[start Text block]

Questions and notes from workshop day 5

Day 5 - 18/09/2024

Icebreakers

How would you explain your current job to someone in the year 1700? (if you don't know, write what you do and we'll try to figure out!)

What's the best documented project you've seen?

Do you prefer reading short social media posts or long blogs? How about short code snippets or long source codes? short social media posts: o long blogs: oooo short code snippets: oooooo long source code: both short (professional) social media posts and long blogs (different goal):oo

Questions from day 4

  1. For the conda environment, is it recommended to use these for R scripts as well (i.e., the YAML file), and to post this on GitHub with your script so people can set up the environment and then copy your script, or is it recommended to use CRAN or Bioconductor?

    • I would recommend the first, use the YAML file to list the dependencies and channels, and version control this files such that it is part of your GitHub repository. Then it is available for other people to copy/reuse.
  2. Can you clarify how dependencies and channels are related? I am a bit unclear about the difference.

    • Here is snippet of the YAML file that creates the coderefinery Conda environment:
    name: coderefinery
    channels:
    - conda-forge
    - defaults
    - bioconda
    dependencies:
    - python>=3.10
    - click=8.1.7
    - ipywidgets=8.1.2
    - jupyterlab=4.1.2
    

    The channels are the places where conda will search for packages. Here we have 3 channels. The packages that will be searched for and installed are listed under dependencies. The dependencies are the software being installed.

  3. If packages are the highest level, containing metadata, data, and functions, and loading the library creates the environment and contains all the functions in that package?

    • in Python import SOMENAME basically runs SOMENAME.py or SOMENAME/__init__.py and makes all of those available via SOMENAME.* - was that the question?
    • I meant in R?
  4. ~/Library/Caches/org.R-project.R/R/renv/cache/v5/macos/R-4.4/aarch64-apple-darwin20 --> apparently I had tried to do renv::init() in R but it said there was already an renv in my home directory (see above), how/when are these created and can you have more than one, just in dif subfolders? I am not sure I fully understand this workflow: renv::init(), renv::snapshot() and renv::restore().

    • Can someone who knows R more answer this?
  5. Can you explain the idea of .gitignore?

    • The purpose of .gitignore is to list files or subdirectories that you don't want to be version controlled. Here is the content of a .gitignore from a repository in CodeRefinery:
    *~
    public/
    static/processed_images/
    

    This states that any temporary emacs files, these are named anytext.txt~, should not be version controlled. Likewise, any files under the subdirectory public and static/processed_images. Git will not care about files created in these subdirectories.

  6. Are lock files typically in .json formats?

    • renv.lock files are in json format, https://rstudio.github.io/renv/articles/renv.html. But other lock files don't have to be in json format.

[end Text block]
[start Data extract]

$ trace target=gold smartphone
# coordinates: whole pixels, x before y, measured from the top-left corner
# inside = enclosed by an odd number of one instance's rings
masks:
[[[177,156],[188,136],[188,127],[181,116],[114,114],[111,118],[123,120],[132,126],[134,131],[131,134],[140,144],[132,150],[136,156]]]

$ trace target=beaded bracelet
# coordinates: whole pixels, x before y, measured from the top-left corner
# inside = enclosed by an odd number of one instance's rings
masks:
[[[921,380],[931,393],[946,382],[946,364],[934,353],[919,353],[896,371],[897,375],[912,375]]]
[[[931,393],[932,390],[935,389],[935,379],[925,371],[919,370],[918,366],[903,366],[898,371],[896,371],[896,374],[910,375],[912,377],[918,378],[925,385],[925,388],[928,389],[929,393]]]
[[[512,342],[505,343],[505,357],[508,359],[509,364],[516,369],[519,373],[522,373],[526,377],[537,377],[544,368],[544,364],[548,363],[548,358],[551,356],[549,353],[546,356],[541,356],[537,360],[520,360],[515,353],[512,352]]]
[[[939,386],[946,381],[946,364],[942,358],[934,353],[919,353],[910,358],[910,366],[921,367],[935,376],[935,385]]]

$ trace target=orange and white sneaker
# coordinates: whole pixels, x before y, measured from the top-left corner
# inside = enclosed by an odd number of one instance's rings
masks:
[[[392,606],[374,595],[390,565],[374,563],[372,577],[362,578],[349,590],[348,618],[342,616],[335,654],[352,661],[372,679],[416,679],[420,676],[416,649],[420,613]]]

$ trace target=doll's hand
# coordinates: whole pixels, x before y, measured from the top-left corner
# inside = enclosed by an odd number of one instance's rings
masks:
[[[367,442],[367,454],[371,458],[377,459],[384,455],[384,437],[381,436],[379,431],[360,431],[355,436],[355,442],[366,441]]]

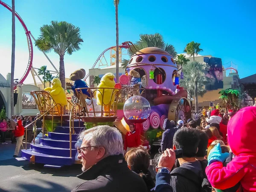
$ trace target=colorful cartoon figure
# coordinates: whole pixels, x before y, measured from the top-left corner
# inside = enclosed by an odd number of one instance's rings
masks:
[[[80,113],[86,112],[85,99],[87,98],[90,98],[90,94],[88,92],[87,89],[83,89],[79,90],[78,91],[78,95],[77,95],[75,89],[78,88],[88,87],[85,82],[81,80],[85,76],[85,70],[84,69],[79,69],[72,73],[70,76],[70,79],[73,81],[75,81],[74,85],[69,82],[66,83],[66,89],[72,89],[74,92],[74,94],[81,103],[83,109],[80,111]]]
[[[67,101],[66,93],[65,90],[61,87],[61,81],[58,79],[54,78],[52,80],[52,85],[50,87],[45,88],[44,90],[50,92],[50,95],[56,103],[59,103],[62,106],[67,105]]]
[[[115,76],[113,73],[106,73],[102,78],[100,83],[98,86],[98,88],[112,88],[114,89],[116,84],[116,82],[114,81],[114,78]],[[99,89],[96,93],[97,105],[103,105],[104,106],[104,111],[106,112],[110,111],[110,105],[113,104],[115,100],[115,93],[114,90],[112,89],[105,89],[104,91],[102,89]],[[102,99],[103,94],[104,98]],[[105,116],[109,116],[109,113],[105,113],[104,115]],[[111,115],[111,113],[110,115]]]
[[[233,155],[222,153],[219,143],[210,151],[205,172],[212,187],[224,189],[240,183],[239,191],[256,191],[255,125],[255,107],[241,109],[229,120],[227,139]],[[223,162],[229,156],[232,160],[224,167]]]

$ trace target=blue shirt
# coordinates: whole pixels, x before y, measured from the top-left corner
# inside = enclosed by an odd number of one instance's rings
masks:
[[[78,79],[76,80],[74,83],[74,85],[72,86],[71,89],[72,89],[74,93],[76,93],[76,90],[75,90],[76,89],[77,89],[78,88],[86,87],[88,87],[88,86],[86,84],[86,83],[85,83],[85,82],[81,79]],[[82,91],[83,94],[85,94],[89,96],[90,96],[90,93],[87,91],[87,89],[83,89],[81,90]]]

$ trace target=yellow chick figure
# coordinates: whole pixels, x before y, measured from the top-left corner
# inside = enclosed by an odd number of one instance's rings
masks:
[[[114,88],[116,82],[114,80],[115,76],[111,73],[108,73],[103,76],[100,81],[100,83],[98,86],[98,88]],[[111,89],[105,89],[103,91],[103,89],[99,89],[96,94],[97,98],[97,105],[104,106],[104,111],[109,111],[109,104],[111,102],[111,99],[112,99],[111,105],[113,104],[115,99],[115,96],[113,94],[113,90]],[[102,96],[104,92],[104,98],[102,101]],[[113,95],[112,96],[112,94]],[[108,113],[105,113],[105,116],[108,116]]]
[[[54,78],[52,86],[45,88],[44,90],[50,92],[50,95],[56,103],[59,103],[62,106],[67,105],[65,90],[61,87],[61,83],[58,79]]]

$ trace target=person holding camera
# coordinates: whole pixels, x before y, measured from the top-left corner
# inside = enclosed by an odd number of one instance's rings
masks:
[[[155,192],[201,191],[202,181],[199,178],[203,179],[204,170],[195,158],[199,141],[196,129],[184,128],[176,132],[174,144],[176,149],[183,151],[182,157],[177,157],[180,166],[170,172],[175,161],[175,151],[169,148],[163,151],[157,168]]]

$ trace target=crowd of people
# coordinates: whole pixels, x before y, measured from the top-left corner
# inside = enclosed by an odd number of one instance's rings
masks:
[[[78,177],[86,181],[72,192],[256,191],[256,125],[255,107],[236,113],[215,110],[177,124],[166,119],[155,180],[148,150],[137,146],[134,125],[124,150],[117,129],[85,130],[78,148],[83,172]],[[177,159],[175,150],[182,151]]]
[[[36,120],[41,116],[37,113],[34,120]],[[27,142],[31,143],[32,140],[34,123],[31,116],[24,117],[22,115],[15,116],[13,115],[8,120],[5,119],[0,120],[0,133],[2,145],[8,144],[6,139],[8,132],[10,133],[12,143],[16,143],[16,146],[13,157],[17,157],[20,148],[24,149],[22,142],[26,137],[25,127],[26,127]],[[42,127],[42,121],[38,119],[35,121],[37,130]]]

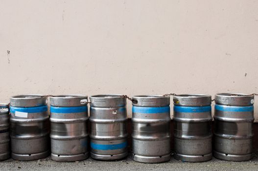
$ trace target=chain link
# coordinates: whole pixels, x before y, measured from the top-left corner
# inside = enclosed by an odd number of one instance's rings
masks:
[[[165,97],[165,96],[177,96],[177,95],[175,93],[170,93],[170,94],[165,94],[162,96]]]
[[[131,101],[132,102],[136,102],[137,101],[134,100],[134,99],[132,99],[131,98],[130,98],[127,95],[122,95],[122,97],[124,98],[126,98],[126,99],[128,99],[129,100],[130,100],[130,101]]]

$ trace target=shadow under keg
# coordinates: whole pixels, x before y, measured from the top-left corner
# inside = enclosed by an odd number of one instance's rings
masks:
[[[87,103],[83,95],[50,97],[52,160],[73,162],[89,157]]]
[[[133,159],[161,163],[170,159],[170,97],[135,96],[132,118]]]
[[[0,104],[0,161],[10,157],[9,126],[8,105]]]
[[[49,154],[47,97],[29,94],[10,98],[12,158],[33,160]]]
[[[181,94],[173,97],[174,158],[200,162],[212,158],[211,97]]]
[[[254,102],[252,95],[215,95],[215,157],[235,161],[252,158]]]
[[[90,99],[91,156],[101,160],[127,156],[126,99],[115,94],[94,95]]]

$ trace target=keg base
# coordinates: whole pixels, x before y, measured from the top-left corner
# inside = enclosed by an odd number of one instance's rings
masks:
[[[145,156],[132,154],[133,160],[135,161],[145,163],[158,163],[168,161],[170,160],[171,153],[161,156]]]
[[[49,150],[40,153],[31,154],[20,154],[12,152],[12,158],[15,160],[30,161],[40,159],[47,157],[50,153]]]
[[[126,157],[128,155],[128,152],[126,152],[123,153],[116,155],[99,155],[91,152],[91,157],[92,158],[96,160],[112,161],[116,160],[121,159],[123,158]]]
[[[87,159],[89,152],[76,155],[58,155],[51,153],[51,159],[57,162],[72,162]]]
[[[252,159],[252,154],[245,155],[235,155],[222,153],[218,151],[213,151],[213,155],[215,158],[223,160],[240,162],[249,160]]]
[[[177,160],[187,162],[206,162],[212,158],[212,153],[203,155],[190,155],[175,153],[174,158]]]
[[[0,154],[0,161],[7,160],[11,157],[10,152],[7,152],[3,154]]]

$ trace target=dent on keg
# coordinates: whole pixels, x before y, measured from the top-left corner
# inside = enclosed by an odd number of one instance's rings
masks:
[[[186,162],[211,160],[211,97],[181,94],[173,97],[174,158]]]
[[[49,154],[47,97],[29,94],[10,98],[12,158],[37,160]]]
[[[254,102],[253,95],[215,95],[215,157],[235,161],[252,158]]]
[[[135,96],[132,118],[133,159],[161,163],[170,159],[170,97]]]
[[[51,158],[73,162],[89,156],[88,96],[57,95],[50,97]]]
[[[127,156],[126,99],[121,95],[92,96],[91,156],[101,160],[114,160]]]
[[[9,126],[9,106],[0,104],[0,161],[10,157]]]

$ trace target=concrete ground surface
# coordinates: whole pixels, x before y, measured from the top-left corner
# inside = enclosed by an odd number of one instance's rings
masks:
[[[0,162],[0,171],[258,171],[258,152],[253,158],[245,162],[229,162],[213,158],[203,163],[188,163],[173,157],[169,162],[160,164],[144,164],[134,161],[128,157],[123,160],[104,162],[89,159],[79,162],[56,162],[49,157],[31,161],[12,159]]]

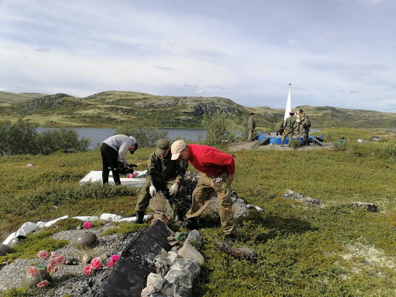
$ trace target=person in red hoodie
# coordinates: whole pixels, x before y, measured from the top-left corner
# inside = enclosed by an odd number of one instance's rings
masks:
[[[183,139],[171,147],[172,160],[188,161],[201,171],[201,176],[192,192],[192,205],[186,214],[187,228],[197,228],[197,218],[202,214],[216,193],[221,227],[226,242],[233,243],[238,227],[231,207],[231,183],[235,172],[235,162],[231,155],[208,145],[187,145]]]

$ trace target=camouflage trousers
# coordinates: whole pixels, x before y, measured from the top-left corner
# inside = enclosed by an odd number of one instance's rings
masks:
[[[219,200],[219,212],[221,227],[227,234],[234,234],[238,227],[231,206],[231,181],[228,172],[219,175],[222,180],[219,182],[213,180],[213,177],[204,173],[201,174],[196,187],[192,192],[192,205],[186,214],[187,219],[199,217],[202,214],[217,193]]]
[[[175,183],[175,180],[173,181],[153,181],[152,183],[157,192],[160,190],[166,190],[168,193],[172,187]],[[185,188],[181,185],[179,186],[177,192],[175,196],[171,196],[170,200],[171,200],[172,208],[174,210],[183,210],[184,209],[184,205],[186,201],[186,191]],[[164,195],[169,197],[169,195]],[[150,200],[151,198],[151,195],[150,194],[150,185],[147,180],[142,187],[140,194],[137,197],[137,202],[135,210],[137,211],[145,211],[150,203]]]
[[[303,141],[305,142],[309,142],[309,132],[303,132],[304,133],[304,139]]]
[[[293,133],[294,133],[294,131],[292,129],[289,128],[288,127],[285,129],[284,131],[283,132],[283,137],[282,137],[282,141],[284,141],[285,139],[286,139],[286,137],[289,137],[289,143],[290,143],[290,141],[291,140],[291,137],[293,137]]]
[[[248,137],[248,140],[253,141],[253,137],[254,137],[254,129],[249,129],[249,137]]]

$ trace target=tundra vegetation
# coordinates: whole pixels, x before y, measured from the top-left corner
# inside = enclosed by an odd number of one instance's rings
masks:
[[[332,148],[232,152],[236,166],[232,188],[247,203],[263,210],[251,209],[250,215],[237,220],[236,246],[252,249],[256,261],[236,259],[215,248],[215,242],[223,239],[220,219],[217,213],[205,213],[198,220],[202,241],[196,247],[206,261],[193,284],[193,296],[394,295],[396,135],[381,130],[339,128],[320,133],[334,143]],[[377,134],[386,141],[368,141]],[[337,142],[341,137],[345,139],[342,145]],[[141,163],[137,170],[143,169],[153,150],[139,148],[129,161]],[[73,153],[0,158],[0,240],[27,221],[48,221],[66,215],[134,215],[138,189],[98,183],[79,185],[90,171],[101,169],[100,154],[98,147]],[[27,167],[28,163],[34,167]],[[195,171],[191,166],[188,169]],[[324,205],[308,206],[282,198],[288,189],[319,199]],[[350,206],[356,201],[375,203],[378,211]],[[94,227],[101,223],[93,223]],[[51,235],[75,228],[80,223],[67,219],[57,223],[57,229],[50,227],[29,236],[12,253],[0,257],[0,263],[18,257],[33,259],[38,250],[61,246],[65,243]],[[135,230],[130,226],[120,224],[109,232]],[[0,295],[41,293],[29,288]]]

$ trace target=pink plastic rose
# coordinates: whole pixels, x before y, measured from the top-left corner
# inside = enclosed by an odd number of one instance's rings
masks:
[[[38,252],[38,257],[40,259],[45,260],[48,256],[48,253],[46,251],[40,251]]]
[[[41,283],[37,284],[37,286],[39,288],[43,288],[48,284],[48,281],[47,280],[44,280]]]
[[[51,253],[51,255],[50,256],[50,257],[53,258],[54,257],[58,257],[58,253],[53,251]]]
[[[102,265],[102,261],[99,257],[94,258],[91,261],[91,266],[95,269],[99,269]]]
[[[85,222],[84,223],[84,229],[91,228],[92,227],[92,224],[89,222]]]
[[[111,259],[112,259],[113,262],[114,262],[114,264],[116,263],[116,262],[117,262],[117,260],[118,259],[118,258],[119,257],[120,255],[118,254],[117,254],[116,255],[113,255],[111,256]]]
[[[107,267],[109,268],[111,268],[114,266],[114,264],[115,263],[114,263],[114,261],[113,261],[112,259],[109,259],[107,260],[107,262],[106,264],[107,265]]]
[[[87,265],[84,267],[84,274],[85,275],[90,275],[92,272],[93,268],[90,265]]]
[[[35,267],[31,267],[27,271],[27,275],[31,278],[34,278],[38,273],[38,269]]]

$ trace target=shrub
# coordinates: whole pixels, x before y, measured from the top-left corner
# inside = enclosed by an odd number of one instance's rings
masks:
[[[225,147],[228,140],[235,141],[238,128],[237,121],[234,114],[222,112],[211,117],[205,114],[202,122],[207,130],[205,144],[221,147]]]
[[[22,118],[14,123],[0,121],[0,155],[31,153],[36,133],[36,128]]]
[[[133,136],[136,139],[139,147],[153,147],[158,139],[168,139],[167,131],[149,128],[143,122],[126,123],[116,129],[116,133]]]
[[[64,128],[38,133],[35,141],[37,152],[43,155],[60,150],[84,152],[88,149],[91,143],[91,139],[88,138],[83,137],[79,140],[75,129]]]

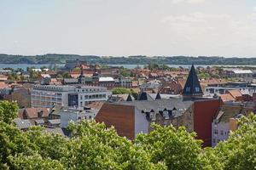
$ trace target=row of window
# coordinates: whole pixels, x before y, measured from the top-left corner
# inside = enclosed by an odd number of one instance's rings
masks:
[[[102,99],[106,98],[106,94],[92,94],[92,95],[84,95],[84,99]],[[80,95],[80,99],[83,99],[83,96]]]
[[[78,89],[78,92],[102,92],[102,88]]]
[[[229,135],[229,132],[224,132],[223,130],[220,130],[220,135]],[[218,134],[218,129],[213,129],[213,134]]]

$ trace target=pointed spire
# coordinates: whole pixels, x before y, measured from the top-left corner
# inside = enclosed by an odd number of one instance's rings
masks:
[[[183,95],[200,96],[202,95],[202,90],[195,72],[194,65],[192,65],[186,84],[184,86]]]
[[[129,95],[128,95],[128,97],[127,97],[126,101],[132,101],[132,99],[131,99],[131,96],[130,94],[129,94]]]
[[[155,96],[155,99],[161,99],[161,96],[160,96],[160,93],[158,92]]]
[[[80,76],[79,76],[79,83],[81,84],[82,83],[82,78],[84,77],[84,69],[83,69],[83,65],[80,65]]]

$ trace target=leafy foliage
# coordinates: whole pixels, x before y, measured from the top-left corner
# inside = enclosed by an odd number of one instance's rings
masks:
[[[151,153],[153,162],[164,162],[168,169],[200,169],[201,140],[195,139],[195,133],[187,133],[185,128],[153,125],[154,131],[140,134],[136,143]]]

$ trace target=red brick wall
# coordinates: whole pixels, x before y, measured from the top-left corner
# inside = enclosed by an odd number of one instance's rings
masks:
[[[219,99],[195,101],[194,104],[194,131],[203,146],[212,144],[212,122],[222,102]]]
[[[107,127],[113,126],[120,136],[129,139],[135,138],[134,106],[105,103],[96,116],[97,122]]]

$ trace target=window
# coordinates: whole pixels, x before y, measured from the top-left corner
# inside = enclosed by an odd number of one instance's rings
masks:
[[[190,87],[187,87],[186,88],[186,92],[189,92],[190,91]]]
[[[223,135],[223,134],[224,134],[223,130],[221,130],[220,131],[220,135]]]

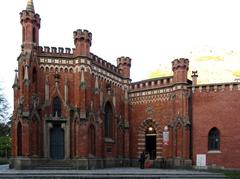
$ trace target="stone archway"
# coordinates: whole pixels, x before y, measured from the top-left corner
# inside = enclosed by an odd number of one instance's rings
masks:
[[[138,156],[143,150],[145,150],[146,145],[146,131],[149,127],[152,127],[156,132],[156,159],[161,158],[162,155],[162,130],[158,121],[154,119],[145,119],[138,128]]]

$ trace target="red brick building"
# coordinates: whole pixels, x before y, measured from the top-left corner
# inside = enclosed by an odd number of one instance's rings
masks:
[[[73,49],[40,47],[31,0],[20,20],[11,167],[136,166],[146,151],[154,167],[240,168],[239,83],[198,85],[183,58],[173,76],[131,83],[131,59],[91,53],[89,31]]]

[end Data extract]

◆ **Required work**:
a. According to the workshop notes, what format are renv.lock files in?
b. Write the next part of the workshop notes, picking up after the last line shown.
You won't need the rows for any of this.

◆ **Answers**:
a. JSON.

b.
  7. You mentioned new types of publications that are more common now for tool development -- do they require less strict peer review? How does this relate to TENK Finland?

    • They still have peer review, and I guess the strictness depends on what venue it is. Most are designed to be useful, as in not excessively gatekeep, I think.
    • Some of us have actually been working to pressure JUFO in Finland to rate the Journal of Open Source Software higher. But this is basically a opinion-based decision done by entrenched academics who are benefited by the current system, so it's slow going.
  8. It seems there are several markdown languages, like YAML, XAML, XML -- which are slightly different - what is the difference, which is used for a CFF file, and how do I generate a CFF file easily for my software I developed?

    • I think CFF is YAML, and there seems to be a builder here: https://citation-file-format.github.io/#/create-a-citationcff-file-now
  9. Have any of you gone through the trademark process for any tool you have designed in the Nordics -- what was that process like, outlined from start to getting the trademark (pre v. post-publication)?

    • I don't know anyone who has. It's never been close to relevant for us.
  10. How do we know that: Lines 11-12: The compiler gcc and the library libgomp1 will have evolved (based on the name libgomp1)?

    • From exercise Containers-1: https://coderefinery.github.io/reproducible-research/exercises/#recording-environments
    • We don't "know" but this is a general progression: the gcc compiler gets new versions and new features every few years
    • However in this exercise, this isn't what I am most worrid about: compilers are very basic tools so they try very very hard to not change them and break old code under any circumstances. And libgomp1 has this 1 on the end, which is the "soname" which serves as a version: I think the convention is that anytime a library gets incompatible changes, that number should increment. C programmers are much more careful about backwards compatability than others.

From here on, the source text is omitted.